── PROVIDED ENTRIES

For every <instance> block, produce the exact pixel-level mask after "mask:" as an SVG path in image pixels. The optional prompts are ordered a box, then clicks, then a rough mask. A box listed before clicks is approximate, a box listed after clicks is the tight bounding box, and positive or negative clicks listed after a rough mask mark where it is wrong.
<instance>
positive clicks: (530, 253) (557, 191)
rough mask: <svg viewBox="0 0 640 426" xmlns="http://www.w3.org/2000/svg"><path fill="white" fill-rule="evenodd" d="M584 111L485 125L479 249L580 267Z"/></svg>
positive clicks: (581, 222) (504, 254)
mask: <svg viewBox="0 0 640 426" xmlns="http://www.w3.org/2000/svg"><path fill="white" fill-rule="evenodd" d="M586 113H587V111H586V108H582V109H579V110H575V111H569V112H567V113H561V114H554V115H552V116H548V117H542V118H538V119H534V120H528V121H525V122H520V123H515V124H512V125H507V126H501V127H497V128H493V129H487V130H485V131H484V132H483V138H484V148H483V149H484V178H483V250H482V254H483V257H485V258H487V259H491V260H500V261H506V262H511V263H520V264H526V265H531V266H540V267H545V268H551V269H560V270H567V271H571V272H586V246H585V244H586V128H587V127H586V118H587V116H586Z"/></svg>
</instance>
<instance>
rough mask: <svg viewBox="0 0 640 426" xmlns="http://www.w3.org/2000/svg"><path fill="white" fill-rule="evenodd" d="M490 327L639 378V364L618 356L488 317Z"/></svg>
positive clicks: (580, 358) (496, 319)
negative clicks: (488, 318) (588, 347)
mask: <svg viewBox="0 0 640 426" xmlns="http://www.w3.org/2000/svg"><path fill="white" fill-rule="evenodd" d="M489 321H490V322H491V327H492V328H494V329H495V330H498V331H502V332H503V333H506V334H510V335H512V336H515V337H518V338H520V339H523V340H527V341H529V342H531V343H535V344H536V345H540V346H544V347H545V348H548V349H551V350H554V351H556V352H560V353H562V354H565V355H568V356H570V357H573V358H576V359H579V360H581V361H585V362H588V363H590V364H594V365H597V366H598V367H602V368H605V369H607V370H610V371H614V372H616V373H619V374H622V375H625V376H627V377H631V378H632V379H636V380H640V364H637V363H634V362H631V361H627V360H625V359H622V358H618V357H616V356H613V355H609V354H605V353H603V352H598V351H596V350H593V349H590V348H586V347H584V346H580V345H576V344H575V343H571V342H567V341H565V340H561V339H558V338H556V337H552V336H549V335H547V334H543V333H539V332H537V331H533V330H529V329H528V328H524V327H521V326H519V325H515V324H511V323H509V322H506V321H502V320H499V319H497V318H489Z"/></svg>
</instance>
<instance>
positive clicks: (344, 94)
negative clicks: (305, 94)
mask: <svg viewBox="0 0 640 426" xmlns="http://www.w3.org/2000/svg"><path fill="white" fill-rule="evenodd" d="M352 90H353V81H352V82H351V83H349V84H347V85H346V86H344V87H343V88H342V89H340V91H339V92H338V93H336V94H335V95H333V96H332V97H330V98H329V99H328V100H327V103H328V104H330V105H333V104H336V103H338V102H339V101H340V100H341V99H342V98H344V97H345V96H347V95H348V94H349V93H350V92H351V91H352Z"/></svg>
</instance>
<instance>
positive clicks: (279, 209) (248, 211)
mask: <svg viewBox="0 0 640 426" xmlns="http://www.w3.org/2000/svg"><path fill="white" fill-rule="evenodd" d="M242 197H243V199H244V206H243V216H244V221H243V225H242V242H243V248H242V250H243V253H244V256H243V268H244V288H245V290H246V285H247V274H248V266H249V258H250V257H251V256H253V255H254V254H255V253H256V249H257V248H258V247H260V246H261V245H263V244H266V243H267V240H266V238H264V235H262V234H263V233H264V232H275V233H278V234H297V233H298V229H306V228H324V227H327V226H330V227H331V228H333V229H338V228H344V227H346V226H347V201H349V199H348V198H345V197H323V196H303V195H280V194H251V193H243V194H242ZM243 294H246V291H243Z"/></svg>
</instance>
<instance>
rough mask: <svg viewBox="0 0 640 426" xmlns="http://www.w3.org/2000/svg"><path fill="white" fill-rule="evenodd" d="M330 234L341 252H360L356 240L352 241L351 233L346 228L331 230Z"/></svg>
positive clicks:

────

§ WORK INSTRUCTIONS
Return the records from their first line through the line containing "positive clicks: (581, 222) (504, 254)", copying every line exactly and including both ends.

§ RESPONSE BELOW
For every <instance> block, produce the exact pixel-level mask after "mask:" as an SVG path in image pixels. The optional prompts are ordered a box, then clicks, then a rough mask. A box listed before clicks is approximate, a box listed after clicks is the tight bounding box, and positive or negative clicks listed after a rough mask mark where it is wrong.
<instance>
positive clicks: (530, 253) (557, 191)
rough mask: <svg viewBox="0 0 640 426" xmlns="http://www.w3.org/2000/svg"><path fill="white" fill-rule="evenodd" d="M584 111L485 125L479 249L580 267Z"/></svg>
positive clicks: (581, 222) (504, 254)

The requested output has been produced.